MATERIAL PROVIDED START

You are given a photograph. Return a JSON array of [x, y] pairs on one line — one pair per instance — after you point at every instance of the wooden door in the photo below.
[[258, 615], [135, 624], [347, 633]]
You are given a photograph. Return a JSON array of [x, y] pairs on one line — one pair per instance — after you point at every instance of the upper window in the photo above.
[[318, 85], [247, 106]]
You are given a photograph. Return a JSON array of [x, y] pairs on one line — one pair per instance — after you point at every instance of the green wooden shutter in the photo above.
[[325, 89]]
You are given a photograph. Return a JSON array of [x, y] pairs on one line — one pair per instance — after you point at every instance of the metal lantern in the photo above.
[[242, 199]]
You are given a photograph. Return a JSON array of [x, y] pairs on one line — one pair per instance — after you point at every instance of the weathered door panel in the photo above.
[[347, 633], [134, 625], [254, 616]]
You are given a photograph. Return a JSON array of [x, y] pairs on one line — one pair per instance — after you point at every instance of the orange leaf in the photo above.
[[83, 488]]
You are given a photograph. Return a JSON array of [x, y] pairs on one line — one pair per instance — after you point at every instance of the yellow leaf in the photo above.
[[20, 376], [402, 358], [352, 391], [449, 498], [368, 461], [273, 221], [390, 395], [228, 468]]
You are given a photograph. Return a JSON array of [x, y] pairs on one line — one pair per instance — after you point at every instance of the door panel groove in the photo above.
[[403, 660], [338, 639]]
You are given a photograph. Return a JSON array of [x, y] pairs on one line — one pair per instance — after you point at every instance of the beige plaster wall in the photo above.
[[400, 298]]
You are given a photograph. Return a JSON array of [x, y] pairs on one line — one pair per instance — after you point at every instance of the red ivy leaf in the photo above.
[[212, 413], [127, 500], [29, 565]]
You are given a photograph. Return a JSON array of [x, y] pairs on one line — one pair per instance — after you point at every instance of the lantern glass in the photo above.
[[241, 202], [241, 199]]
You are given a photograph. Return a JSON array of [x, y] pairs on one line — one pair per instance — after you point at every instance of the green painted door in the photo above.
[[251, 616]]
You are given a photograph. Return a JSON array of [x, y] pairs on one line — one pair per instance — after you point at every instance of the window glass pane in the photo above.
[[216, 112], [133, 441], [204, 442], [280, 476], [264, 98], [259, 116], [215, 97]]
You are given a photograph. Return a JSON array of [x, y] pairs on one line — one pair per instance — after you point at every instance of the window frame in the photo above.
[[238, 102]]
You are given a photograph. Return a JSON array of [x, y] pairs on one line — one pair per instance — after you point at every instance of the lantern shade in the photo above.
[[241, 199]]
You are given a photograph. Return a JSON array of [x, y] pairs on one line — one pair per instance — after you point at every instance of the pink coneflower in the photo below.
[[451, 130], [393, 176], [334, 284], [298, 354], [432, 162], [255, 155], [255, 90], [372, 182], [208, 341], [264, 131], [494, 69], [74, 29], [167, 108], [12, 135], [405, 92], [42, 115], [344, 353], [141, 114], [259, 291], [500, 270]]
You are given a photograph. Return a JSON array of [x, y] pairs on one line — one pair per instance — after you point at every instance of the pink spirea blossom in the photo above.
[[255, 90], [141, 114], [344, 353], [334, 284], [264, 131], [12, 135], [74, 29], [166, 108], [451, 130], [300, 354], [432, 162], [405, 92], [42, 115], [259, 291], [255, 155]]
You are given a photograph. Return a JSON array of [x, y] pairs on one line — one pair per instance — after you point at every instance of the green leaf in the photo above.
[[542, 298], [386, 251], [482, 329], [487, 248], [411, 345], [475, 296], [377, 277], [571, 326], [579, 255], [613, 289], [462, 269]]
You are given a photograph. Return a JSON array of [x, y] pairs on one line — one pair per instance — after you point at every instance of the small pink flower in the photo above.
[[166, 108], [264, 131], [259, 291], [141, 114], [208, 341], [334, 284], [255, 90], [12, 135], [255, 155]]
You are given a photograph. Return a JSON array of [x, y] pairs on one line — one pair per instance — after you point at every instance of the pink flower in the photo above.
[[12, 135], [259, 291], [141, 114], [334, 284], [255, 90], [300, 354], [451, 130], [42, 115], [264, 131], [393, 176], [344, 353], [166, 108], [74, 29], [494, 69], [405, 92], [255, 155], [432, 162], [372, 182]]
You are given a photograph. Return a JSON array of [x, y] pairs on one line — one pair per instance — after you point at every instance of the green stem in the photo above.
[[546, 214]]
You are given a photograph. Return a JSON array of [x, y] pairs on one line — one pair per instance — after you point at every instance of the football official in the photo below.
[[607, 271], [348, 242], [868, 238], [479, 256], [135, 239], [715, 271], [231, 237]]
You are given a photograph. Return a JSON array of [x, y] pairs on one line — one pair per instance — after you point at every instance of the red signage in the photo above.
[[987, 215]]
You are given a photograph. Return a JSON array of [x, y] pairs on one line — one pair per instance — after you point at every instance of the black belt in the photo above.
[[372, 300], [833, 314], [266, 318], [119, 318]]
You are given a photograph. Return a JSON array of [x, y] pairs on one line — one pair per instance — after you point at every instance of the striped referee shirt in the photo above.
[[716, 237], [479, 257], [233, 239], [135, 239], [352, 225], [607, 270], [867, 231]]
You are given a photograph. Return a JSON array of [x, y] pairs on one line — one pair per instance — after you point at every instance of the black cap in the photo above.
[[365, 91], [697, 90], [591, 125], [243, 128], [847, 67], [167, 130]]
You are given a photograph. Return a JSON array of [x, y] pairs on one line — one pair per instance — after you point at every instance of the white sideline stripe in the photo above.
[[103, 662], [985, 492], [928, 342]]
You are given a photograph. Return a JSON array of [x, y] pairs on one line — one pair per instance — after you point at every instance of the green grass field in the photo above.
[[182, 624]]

MATERIAL PROVIDED END

> [WHAT IS REQUIRED]:
Extract all of the data exactly as written.

> [RESPONSE BELOW]:
You are given a photograph. Return a JSON array of [x, y] pairs on one line — one pair per instance — after you point at every instance of the wooden door in the photo below.
[[258, 615], [135, 624], [347, 633]]
You are given a photograph. Return a JSON array of [x, y] pairs on one line — one pair per instance — after you point at every instance of the upper window in the photo above.
[[318, 85], [247, 106]]
You are given a photograph. Return a JSON array of [x, y] pairs on one line — one pair per instance — after you point at every instance of the green wooden shutter in the photo above.
[[325, 89]]
You are given a photograph. Return a JSON array of [x, y] pairs on one line — one pair per instance — after you point at every instance of the metal lantern in the photo above.
[[242, 199]]
You are given a photograph. Return a JSON array of [x, y] pairs on one line — one pair per instance — after you point at every instance of the weathered door panel in the photo above.
[[347, 633], [134, 625], [254, 616]]
You are given a photograph. Return a JSON array of [x, y] pairs on one line — one pair per instance — after you point at every instance of the orange leaf in the photo above.
[[83, 488]]
You are given a photograph. Return a JSON array of [x, y] pairs on one line — one pair per instance — after you point at every instance of the yellow leaf in the photo above.
[[20, 376], [402, 358], [352, 391], [449, 498], [368, 461], [273, 221], [390, 395], [228, 468]]
You are given a photograph. Return a JSON array of [x, y] pairs on one line — one pair per instance — after you point at every instance of the door panel groove in the photo above.
[[403, 660], [338, 639]]
You are given a photograph. Return a JSON array of [x, y] pairs on one line — one pair per instance — after you point at every instance of the beige plaster wall in the photo above.
[[400, 298]]
You are given a photograph. Return a JSON array of [x, y] pairs on one line — one pair per instance — after you point at every instance of the red ivy leaf in the photo above.
[[212, 413], [127, 500], [29, 565]]
You are given a photograph. Return a JSON array of [x, y] pairs on one line — one pair per instance — after you point at every instance of the lantern glass in the photo above.
[[241, 202], [241, 199]]
You are given a photograph. Return a JSON array of [x, y] pairs on one line — one pair per instance — after you point at every instance of the green painted door in the photo above.
[[251, 616]]
You are given a photograph. Return a JSON array of [x, y] pairs on one line — one pair per instance — after you point at every instance of the window glass pane in the photo above.
[[216, 112], [133, 441], [204, 442], [280, 476], [264, 98], [259, 116], [215, 97]]
You are given a photograph. Return a JSON array of [x, y] pairs on one line — one pair per instance — after you point at every instance of the window frame in the photo above.
[[238, 102]]
You are given a photograph. Return a JSON array of [x, y] pairs on one line — one pair per instance — after you point at every instance of the lantern shade in the photo above.
[[241, 199]]
You are given a photograph. Return a JSON array of [x, y] pairs on one line — one pair per instance — after you point at every instance of the pink coneflower in the photo below.
[[451, 130], [393, 176], [334, 284], [298, 354], [432, 162], [255, 155], [255, 90], [372, 182], [208, 341], [264, 131], [494, 69], [74, 29], [167, 108], [12, 135], [405, 92], [42, 115], [344, 353], [141, 114], [259, 291], [500, 270]]
You are given a photograph. Return a JSON array of [x, y] pairs on one line — one pair per instance — after you point at every instance of the pink spirea blossom in the photo above.
[[255, 90], [141, 114], [344, 353], [334, 284], [264, 131], [12, 135], [74, 29], [166, 108], [451, 130], [300, 354], [432, 162], [405, 92], [42, 115], [259, 291], [255, 155]]
You are given a photograph. Return a JSON array of [x, y] pairs on one line — one pair per instance — after you point at every instance of the green leaf in the photo above.
[[542, 298], [386, 251], [482, 329], [487, 248], [411, 345], [475, 296], [377, 277], [571, 326], [579, 255], [613, 289], [462, 269]]
You are given a photograph. Return a JSON array of [x, y] pairs on one line — one pair per instance — after you point at every instance of the small pink flower in the photo above.
[[166, 108], [264, 131], [259, 291], [141, 114], [208, 341], [334, 284], [255, 90], [12, 135], [255, 155]]
You are given a photograph. Return a JSON array of [x, y] pairs on one line — one pair per instance — after you point at every instance of the pink flower in the photo above.
[[12, 135], [259, 291], [141, 114], [334, 284], [255, 90], [300, 354], [451, 130], [42, 115], [264, 131], [393, 176], [344, 353], [166, 108], [74, 29], [494, 69], [405, 92], [255, 155], [432, 162], [372, 182]]
You are given a photograph. Return a JSON array of [x, y] pairs on one line — one pair per instance — after you point at every instance of the green stem in the photo above.
[[546, 214]]
You are given a photograph. Return a JSON array of [x, y] pairs on one line — one pair per instance — after you point at every instance of the football official in the photo below.
[[607, 271], [348, 242], [868, 238], [479, 256], [135, 239], [715, 271], [231, 237]]
You are given a photograph. Return a JSON array of [x, y] pairs on one line — one pair per instance — after you point at every instance of the red signage in the photo above.
[[987, 215]]
You are given a photograph. Return a JSON array of [x, y] pairs on one line — one pair per instance — after you point at every instance of the black belt in the photo above.
[[372, 300], [833, 314], [266, 318], [119, 318]]
You are given a photograph. Return a JSON array of [x, y] pairs on one line — one pair per instance — after you point at every instance of the striped referee shirt in the photo above.
[[716, 237], [479, 257], [233, 239], [135, 239], [352, 225], [607, 270], [867, 231]]
You are given a photograph. Return a JSON array of [x, y] pairs on one line — one pair per instance — after you point at every instance of the black cap in the photo above.
[[365, 91], [697, 90], [591, 125], [243, 128], [847, 67], [167, 130]]
You are given a photograph. Return a JSON array of [x, y] pairs on one line — one pair per instance — after you point at every instance of the white sideline stripe in the photo above.
[[103, 662], [985, 492], [928, 342]]
You are given a photograph. Return a JSON array of [x, y] pairs on one line — one pair per instance — after you point at every instance of the green grass field in the photo above.
[[182, 624]]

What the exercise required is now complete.